■ **What you need to do**
Return exactly the span that opens with the line containing "Expected: one point per instance of the green" and closes with the final line of the records, both included.

***

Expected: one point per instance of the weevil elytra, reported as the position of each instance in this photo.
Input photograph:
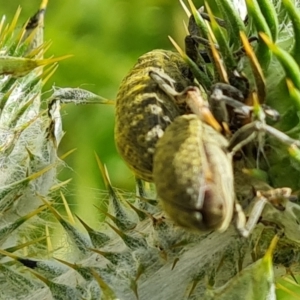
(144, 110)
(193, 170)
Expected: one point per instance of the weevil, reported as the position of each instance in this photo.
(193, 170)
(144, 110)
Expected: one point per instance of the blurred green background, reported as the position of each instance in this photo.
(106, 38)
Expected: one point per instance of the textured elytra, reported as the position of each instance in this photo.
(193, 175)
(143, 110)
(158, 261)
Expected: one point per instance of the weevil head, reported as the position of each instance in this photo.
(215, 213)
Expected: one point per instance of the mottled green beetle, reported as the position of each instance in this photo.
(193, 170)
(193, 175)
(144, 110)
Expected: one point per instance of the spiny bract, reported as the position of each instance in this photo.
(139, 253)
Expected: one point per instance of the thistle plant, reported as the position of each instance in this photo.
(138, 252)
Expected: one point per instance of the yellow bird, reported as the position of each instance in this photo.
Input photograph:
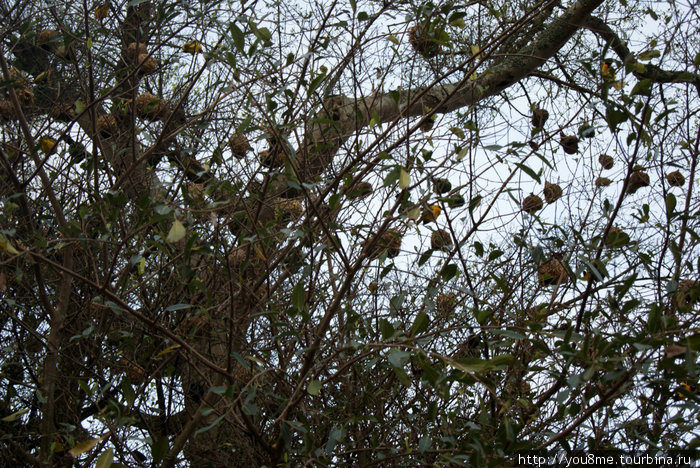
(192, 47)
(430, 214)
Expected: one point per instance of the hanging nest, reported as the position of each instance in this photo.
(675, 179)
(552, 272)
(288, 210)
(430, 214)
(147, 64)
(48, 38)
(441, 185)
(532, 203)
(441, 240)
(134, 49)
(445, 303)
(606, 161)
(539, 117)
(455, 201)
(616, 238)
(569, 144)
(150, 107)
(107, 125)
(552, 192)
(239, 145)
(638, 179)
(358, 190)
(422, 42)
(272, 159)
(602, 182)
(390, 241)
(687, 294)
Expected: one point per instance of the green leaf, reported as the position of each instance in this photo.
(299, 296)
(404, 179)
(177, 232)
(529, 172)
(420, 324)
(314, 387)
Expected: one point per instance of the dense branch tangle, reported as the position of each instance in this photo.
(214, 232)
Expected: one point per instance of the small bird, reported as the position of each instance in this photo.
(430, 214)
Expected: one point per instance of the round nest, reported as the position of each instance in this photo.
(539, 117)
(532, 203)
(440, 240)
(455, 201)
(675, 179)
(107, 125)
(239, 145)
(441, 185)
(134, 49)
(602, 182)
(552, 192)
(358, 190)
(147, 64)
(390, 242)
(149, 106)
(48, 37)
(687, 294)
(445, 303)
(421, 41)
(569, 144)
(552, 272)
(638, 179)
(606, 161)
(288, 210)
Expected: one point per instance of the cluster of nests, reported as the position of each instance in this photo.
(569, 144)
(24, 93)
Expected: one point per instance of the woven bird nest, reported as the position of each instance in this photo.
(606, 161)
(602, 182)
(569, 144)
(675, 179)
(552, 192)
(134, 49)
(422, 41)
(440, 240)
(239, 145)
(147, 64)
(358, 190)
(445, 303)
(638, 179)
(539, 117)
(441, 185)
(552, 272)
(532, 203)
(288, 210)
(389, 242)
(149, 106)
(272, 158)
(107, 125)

***

■ **Response to this exercise**
Expected: one point per instance of the green leaf, reported as the position of each instance in this photo.
(299, 296)
(404, 179)
(177, 232)
(529, 172)
(420, 324)
(314, 387)
Expected: one point per instance of the dense branch tangle, reported as the position of each instance in this photo.
(214, 232)
Expected: one point per instance of the small bird, reported as the position of each instance in this photo.
(430, 214)
Expected: one point per instance of the round nest, reported as the position of each instance in this photo.
(539, 117)
(532, 203)
(440, 240)
(455, 201)
(675, 179)
(107, 125)
(239, 145)
(441, 185)
(134, 49)
(602, 182)
(552, 192)
(358, 190)
(147, 64)
(390, 242)
(149, 106)
(48, 37)
(687, 294)
(445, 303)
(421, 41)
(569, 144)
(552, 272)
(638, 179)
(606, 161)
(288, 210)
Expected: one point per instance of the cluster of nests, reported as the position of each instance in this photo.
(569, 144)
(24, 93)
Expected: one point per instance of the woven bird nest, reported as the position of each instance in this photo.
(606, 161)
(602, 182)
(569, 144)
(675, 179)
(552, 192)
(134, 49)
(422, 41)
(440, 240)
(239, 145)
(147, 64)
(358, 190)
(445, 303)
(638, 179)
(539, 117)
(441, 185)
(552, 272)
(532, 203)
(288, 210)
(389, 242)
(149, 106)
(272, 158)
(107, 125)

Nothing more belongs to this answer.